GIVEN RECORDS —

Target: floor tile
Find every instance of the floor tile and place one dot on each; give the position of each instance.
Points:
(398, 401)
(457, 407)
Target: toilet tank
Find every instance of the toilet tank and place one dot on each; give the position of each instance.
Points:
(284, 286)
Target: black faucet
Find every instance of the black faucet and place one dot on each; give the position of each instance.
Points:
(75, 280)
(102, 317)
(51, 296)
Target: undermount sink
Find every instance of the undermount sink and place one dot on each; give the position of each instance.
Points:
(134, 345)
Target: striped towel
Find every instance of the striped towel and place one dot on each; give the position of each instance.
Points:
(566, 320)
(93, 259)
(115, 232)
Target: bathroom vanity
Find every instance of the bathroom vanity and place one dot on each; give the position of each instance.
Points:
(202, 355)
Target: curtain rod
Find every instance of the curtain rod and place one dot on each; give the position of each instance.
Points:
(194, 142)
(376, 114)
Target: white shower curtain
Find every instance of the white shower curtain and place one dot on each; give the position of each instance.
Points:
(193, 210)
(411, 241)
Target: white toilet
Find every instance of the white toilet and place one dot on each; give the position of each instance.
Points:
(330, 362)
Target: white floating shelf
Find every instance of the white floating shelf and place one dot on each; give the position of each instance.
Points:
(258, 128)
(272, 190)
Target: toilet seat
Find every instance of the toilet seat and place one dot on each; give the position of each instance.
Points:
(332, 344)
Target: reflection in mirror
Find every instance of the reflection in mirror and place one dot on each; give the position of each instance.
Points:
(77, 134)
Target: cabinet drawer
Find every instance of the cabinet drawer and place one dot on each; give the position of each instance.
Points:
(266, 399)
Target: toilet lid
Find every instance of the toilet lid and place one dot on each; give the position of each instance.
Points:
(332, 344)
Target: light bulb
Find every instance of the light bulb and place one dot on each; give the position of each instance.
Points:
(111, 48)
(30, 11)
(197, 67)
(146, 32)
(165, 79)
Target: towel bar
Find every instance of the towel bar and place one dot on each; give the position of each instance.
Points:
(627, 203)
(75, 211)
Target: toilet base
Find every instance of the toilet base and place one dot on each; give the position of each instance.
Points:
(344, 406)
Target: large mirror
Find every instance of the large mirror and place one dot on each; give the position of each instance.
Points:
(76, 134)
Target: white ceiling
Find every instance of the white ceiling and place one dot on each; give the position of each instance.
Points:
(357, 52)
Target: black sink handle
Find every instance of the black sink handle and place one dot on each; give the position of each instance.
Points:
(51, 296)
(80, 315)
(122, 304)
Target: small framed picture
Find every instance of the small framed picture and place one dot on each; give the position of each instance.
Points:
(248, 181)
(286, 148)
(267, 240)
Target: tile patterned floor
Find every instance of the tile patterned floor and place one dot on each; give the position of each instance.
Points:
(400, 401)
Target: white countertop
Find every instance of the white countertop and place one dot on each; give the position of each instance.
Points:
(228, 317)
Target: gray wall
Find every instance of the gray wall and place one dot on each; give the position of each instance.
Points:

THE TASK —
Starting at the line that contains "Target: gray wall" and continuing through the last of the rows above, format those lines as a numbered list, leaving out any blank lines.

RESPONSE TO THE TASK —
1. Target: gray wall
2. Find every instance of the gray wall and place one dot on each; give the position of each instance.
3. Points:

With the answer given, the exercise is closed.